▶ _Aim_:
Update the Shaver Hall article from "Shaver Hall pairs" through "a few imports.", replacing "modern bodega" with "corner market".

The landmark building that was the Lord & Taylor flagship for more than a century reopened part of its ground floor as a destination for eating this week. Shaver Hall, a roughly 35,000-square-foot food hall, opened June 26, 2026, at 424 Fifth Avenue — the Midtown property that now houses Amazon’s largest New York City office.

Developed by The Food Hall Co., the venue brings a mix of fast-casual stalls and full-service rooms to a stretch of Fifth Avenue that had lost a defining anchor when Lord & Taylor’s flagship closed in early 2019.

What’s inside

Shaver Hall pairs two bars, three full-service restaurants, 11 chef-curated casual eateries and a modern bodega under one roof. The lineup leans on recognizable New York names and a few imports.

The marquee tenant is Mako, a 12-seat omakase counter from chef BK Park — his first New York offshoot of a Michelin-starred restaurant in Chicago’s West Loop. Around it, the casual stalls span the city’s comfort registers: F&F Pizzeria, the Brooklyn-style slice shop; the first Midtown outpost of Tompkins Square Bagels; Pastasole for handmade pasta; Chick Chick, the Upper West Side Korean-fried-chicken mainstay; Taqueria Al Pastor for Mexico City–style street tacos; the Mediterranean Zazu; and Tonchinette, an offshoot of the ramen specialist Tonchin serving Tokyo-style bowls.

▶ _Stored data_:

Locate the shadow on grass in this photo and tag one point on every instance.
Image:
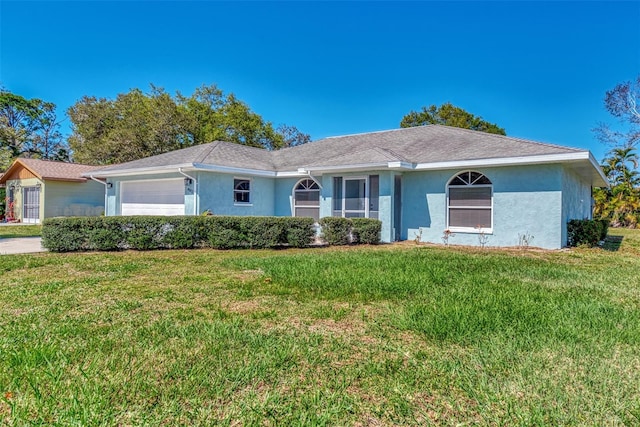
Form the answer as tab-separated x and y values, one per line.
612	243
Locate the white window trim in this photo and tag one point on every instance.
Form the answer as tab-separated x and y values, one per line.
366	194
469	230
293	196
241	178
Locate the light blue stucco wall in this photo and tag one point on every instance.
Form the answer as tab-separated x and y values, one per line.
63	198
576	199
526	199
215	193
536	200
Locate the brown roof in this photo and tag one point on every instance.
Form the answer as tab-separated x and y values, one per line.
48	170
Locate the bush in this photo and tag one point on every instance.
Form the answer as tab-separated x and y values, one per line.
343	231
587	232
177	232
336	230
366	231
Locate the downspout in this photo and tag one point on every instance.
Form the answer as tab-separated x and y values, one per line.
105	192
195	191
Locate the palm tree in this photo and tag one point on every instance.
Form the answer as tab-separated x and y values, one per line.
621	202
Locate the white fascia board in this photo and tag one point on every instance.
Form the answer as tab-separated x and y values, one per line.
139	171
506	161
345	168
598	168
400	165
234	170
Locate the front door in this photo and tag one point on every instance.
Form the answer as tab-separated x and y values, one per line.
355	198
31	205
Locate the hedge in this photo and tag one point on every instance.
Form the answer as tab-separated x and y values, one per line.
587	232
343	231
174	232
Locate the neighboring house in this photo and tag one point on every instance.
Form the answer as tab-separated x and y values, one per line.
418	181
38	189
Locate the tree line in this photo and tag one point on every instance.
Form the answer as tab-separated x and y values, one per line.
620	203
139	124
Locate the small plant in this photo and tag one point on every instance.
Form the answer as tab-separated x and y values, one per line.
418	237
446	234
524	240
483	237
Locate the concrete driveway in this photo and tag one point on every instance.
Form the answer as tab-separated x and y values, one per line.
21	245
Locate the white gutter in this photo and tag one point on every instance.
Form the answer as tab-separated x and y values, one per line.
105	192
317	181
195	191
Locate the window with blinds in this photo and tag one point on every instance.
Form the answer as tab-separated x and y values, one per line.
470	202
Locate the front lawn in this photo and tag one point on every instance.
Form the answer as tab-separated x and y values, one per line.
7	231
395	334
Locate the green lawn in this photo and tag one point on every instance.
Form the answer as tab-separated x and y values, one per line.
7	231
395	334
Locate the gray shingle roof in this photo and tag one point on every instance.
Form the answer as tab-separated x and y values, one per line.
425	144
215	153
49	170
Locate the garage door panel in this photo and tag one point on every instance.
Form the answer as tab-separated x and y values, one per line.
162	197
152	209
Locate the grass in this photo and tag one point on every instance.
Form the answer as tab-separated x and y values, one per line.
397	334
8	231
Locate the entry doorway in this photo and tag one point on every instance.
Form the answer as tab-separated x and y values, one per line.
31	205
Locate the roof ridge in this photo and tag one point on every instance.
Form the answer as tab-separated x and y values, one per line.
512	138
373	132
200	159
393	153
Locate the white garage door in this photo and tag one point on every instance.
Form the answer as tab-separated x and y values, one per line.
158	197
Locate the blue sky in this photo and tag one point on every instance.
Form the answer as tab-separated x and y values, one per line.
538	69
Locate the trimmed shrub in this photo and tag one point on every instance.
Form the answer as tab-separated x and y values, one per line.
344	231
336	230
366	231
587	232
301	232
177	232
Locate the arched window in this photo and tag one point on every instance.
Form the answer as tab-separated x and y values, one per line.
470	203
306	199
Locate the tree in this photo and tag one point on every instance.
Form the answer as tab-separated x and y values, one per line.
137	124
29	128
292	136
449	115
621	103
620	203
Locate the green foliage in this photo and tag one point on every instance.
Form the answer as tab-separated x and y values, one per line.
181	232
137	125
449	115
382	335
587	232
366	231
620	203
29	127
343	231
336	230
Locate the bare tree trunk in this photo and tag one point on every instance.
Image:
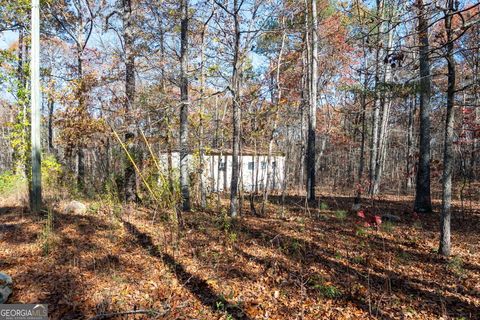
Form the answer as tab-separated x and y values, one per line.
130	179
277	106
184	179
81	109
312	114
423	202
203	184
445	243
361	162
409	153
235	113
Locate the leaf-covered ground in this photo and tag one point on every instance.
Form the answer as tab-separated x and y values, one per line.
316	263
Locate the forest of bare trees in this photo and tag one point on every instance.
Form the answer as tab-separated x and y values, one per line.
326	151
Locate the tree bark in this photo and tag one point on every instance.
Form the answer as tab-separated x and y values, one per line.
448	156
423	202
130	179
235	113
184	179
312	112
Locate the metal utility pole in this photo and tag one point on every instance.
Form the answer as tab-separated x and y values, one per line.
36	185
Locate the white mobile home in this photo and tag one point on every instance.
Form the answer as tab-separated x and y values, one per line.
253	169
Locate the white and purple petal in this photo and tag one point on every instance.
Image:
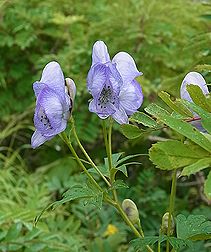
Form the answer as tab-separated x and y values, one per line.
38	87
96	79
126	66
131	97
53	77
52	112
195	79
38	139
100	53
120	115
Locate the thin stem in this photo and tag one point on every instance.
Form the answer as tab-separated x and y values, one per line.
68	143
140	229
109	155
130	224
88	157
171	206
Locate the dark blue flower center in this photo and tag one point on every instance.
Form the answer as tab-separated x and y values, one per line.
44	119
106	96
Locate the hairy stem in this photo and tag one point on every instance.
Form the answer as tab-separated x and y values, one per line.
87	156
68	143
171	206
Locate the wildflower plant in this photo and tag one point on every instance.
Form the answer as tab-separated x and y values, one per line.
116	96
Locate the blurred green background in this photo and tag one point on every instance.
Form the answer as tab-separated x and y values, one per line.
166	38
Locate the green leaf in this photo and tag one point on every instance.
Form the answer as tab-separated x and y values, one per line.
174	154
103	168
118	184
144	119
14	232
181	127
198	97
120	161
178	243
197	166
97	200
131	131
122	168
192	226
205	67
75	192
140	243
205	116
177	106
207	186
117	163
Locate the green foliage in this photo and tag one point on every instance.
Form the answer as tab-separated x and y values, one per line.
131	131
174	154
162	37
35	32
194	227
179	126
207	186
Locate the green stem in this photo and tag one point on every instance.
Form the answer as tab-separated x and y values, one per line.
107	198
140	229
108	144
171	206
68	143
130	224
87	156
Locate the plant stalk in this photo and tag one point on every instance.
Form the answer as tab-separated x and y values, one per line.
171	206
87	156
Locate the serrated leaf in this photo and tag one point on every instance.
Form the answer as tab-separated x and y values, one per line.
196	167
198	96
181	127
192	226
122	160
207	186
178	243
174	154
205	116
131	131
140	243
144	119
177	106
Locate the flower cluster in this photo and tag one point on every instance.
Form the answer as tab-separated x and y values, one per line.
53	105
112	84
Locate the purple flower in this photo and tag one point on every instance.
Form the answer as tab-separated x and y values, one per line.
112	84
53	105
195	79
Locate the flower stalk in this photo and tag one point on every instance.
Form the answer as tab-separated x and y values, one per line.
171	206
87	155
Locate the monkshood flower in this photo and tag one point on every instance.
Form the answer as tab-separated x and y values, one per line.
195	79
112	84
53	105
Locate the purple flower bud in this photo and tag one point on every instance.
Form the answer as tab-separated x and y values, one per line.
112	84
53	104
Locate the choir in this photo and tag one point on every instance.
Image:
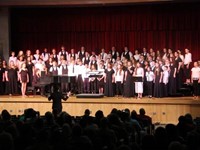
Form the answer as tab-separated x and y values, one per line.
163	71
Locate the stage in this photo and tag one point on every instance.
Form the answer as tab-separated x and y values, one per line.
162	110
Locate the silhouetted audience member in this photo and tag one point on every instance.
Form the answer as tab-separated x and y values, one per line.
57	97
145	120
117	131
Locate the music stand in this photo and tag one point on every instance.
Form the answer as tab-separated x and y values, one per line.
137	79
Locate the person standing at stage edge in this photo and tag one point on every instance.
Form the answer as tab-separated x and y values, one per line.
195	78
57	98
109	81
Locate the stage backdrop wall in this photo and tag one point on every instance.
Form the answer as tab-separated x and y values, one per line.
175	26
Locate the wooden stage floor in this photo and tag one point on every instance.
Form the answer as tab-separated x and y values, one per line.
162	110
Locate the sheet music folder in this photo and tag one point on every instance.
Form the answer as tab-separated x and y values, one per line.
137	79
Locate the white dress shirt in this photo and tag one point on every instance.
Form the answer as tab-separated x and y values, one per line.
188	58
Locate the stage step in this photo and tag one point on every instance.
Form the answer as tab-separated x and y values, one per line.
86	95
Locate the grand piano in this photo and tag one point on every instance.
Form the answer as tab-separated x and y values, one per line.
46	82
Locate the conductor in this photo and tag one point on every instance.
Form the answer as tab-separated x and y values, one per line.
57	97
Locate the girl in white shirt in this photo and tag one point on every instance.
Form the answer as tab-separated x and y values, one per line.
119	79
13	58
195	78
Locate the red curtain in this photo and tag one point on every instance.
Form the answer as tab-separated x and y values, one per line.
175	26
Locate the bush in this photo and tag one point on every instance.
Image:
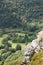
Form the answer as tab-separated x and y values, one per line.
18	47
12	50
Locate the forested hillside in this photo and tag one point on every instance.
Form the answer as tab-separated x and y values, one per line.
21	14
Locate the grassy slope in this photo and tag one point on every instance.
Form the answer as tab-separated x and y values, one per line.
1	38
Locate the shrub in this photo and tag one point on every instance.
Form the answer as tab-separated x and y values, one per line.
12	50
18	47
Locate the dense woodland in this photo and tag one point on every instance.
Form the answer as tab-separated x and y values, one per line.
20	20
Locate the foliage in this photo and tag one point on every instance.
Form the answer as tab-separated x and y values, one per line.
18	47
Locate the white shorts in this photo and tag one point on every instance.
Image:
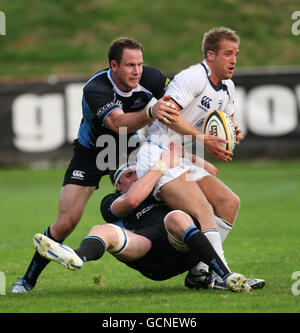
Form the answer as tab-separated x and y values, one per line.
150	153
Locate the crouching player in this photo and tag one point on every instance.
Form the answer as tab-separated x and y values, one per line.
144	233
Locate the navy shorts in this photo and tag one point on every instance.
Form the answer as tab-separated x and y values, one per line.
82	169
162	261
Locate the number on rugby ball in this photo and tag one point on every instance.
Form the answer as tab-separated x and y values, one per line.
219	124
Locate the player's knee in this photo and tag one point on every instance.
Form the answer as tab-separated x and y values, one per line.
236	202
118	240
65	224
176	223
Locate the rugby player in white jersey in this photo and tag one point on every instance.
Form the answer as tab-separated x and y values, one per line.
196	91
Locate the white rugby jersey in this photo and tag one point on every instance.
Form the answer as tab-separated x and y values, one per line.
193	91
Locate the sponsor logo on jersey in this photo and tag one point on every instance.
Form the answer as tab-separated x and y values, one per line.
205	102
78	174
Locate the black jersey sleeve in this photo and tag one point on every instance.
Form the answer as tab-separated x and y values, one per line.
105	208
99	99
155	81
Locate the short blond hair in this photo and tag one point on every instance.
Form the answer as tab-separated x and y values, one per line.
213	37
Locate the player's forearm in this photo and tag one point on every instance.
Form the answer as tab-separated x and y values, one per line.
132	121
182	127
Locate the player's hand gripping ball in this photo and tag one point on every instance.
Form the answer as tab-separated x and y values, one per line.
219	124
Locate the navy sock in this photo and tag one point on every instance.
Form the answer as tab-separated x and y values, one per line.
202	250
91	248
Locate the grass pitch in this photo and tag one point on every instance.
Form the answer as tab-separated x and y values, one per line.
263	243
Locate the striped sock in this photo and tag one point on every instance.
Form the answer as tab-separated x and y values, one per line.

...

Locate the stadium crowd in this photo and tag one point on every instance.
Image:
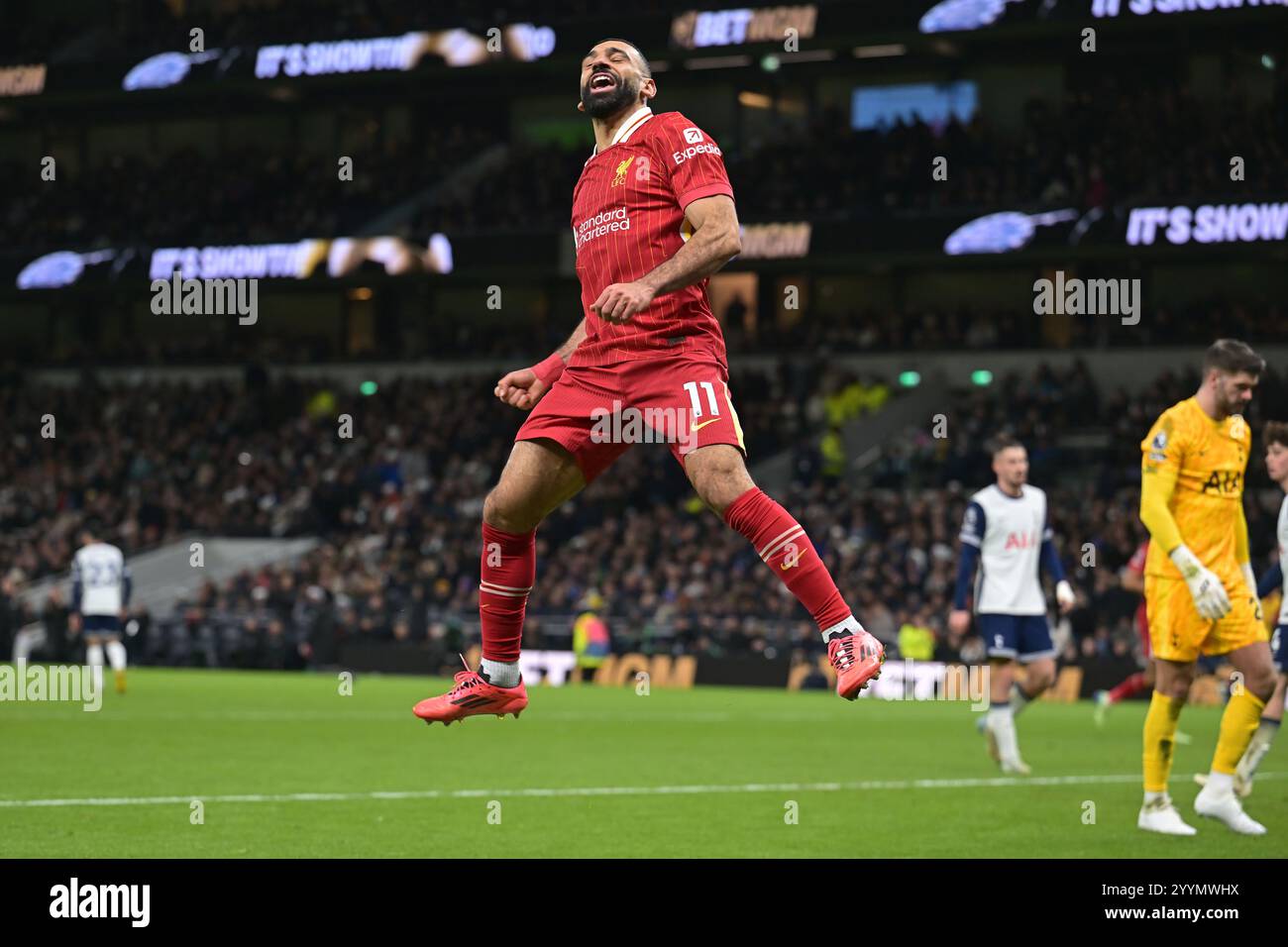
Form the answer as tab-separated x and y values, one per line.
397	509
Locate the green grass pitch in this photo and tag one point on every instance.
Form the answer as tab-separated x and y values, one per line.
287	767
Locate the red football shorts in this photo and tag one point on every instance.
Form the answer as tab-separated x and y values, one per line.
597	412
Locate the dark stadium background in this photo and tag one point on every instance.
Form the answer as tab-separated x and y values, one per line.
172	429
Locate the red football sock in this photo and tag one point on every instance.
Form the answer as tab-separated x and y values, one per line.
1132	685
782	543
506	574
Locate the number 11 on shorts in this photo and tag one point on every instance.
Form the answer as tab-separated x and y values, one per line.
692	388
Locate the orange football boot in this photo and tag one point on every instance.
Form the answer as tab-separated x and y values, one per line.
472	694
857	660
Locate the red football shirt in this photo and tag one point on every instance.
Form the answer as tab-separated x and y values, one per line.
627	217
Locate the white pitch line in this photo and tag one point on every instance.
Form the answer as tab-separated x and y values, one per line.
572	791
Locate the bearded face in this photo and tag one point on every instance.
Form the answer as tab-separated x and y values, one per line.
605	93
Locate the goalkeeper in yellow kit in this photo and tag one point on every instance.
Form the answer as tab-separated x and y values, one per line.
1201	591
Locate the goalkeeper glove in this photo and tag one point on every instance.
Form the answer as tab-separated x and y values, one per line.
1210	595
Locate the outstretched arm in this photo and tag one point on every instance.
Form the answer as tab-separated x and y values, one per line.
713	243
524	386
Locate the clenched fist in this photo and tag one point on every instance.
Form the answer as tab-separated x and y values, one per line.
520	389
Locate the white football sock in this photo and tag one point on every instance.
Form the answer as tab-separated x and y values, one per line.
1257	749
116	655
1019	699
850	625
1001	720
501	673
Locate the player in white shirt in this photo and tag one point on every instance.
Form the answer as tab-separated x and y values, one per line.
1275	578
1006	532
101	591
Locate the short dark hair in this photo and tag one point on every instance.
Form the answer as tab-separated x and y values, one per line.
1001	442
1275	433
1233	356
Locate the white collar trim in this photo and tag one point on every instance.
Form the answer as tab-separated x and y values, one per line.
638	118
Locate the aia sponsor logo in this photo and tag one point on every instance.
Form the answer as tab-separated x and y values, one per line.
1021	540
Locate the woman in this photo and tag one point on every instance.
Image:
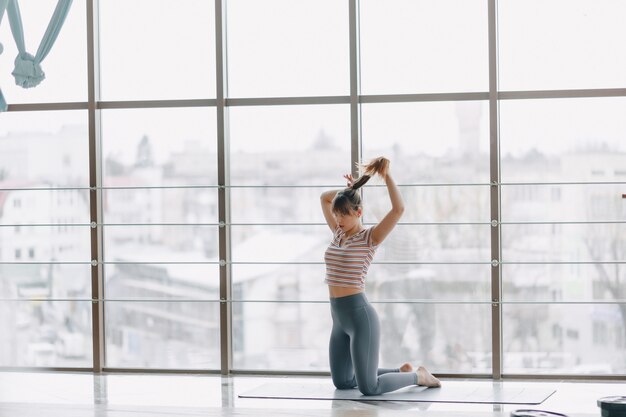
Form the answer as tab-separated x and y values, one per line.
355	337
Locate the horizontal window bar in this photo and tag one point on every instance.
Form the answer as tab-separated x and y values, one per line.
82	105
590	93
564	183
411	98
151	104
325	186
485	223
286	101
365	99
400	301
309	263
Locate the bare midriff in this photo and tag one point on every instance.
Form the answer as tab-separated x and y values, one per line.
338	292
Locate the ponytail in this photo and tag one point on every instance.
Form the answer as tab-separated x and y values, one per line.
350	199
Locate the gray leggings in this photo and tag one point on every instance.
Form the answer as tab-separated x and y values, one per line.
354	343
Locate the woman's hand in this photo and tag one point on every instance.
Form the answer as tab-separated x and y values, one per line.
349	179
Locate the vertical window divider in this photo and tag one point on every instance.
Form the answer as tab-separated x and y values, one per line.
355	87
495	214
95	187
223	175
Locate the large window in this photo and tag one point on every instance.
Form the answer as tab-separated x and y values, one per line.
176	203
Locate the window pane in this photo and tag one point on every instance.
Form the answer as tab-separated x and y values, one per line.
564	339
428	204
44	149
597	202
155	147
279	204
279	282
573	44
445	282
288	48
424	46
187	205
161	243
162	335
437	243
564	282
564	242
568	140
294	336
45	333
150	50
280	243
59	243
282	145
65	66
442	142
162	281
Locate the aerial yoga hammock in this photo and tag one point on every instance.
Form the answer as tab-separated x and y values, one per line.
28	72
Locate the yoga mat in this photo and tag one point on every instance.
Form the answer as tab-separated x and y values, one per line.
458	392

▶ _Output for this task_:
Shaver Hall pairs two bars, three full-service restaurants, 11 chef-curated casual eateries and a corner market under one roof. The lineup leans on recognizable New York names and a few imports.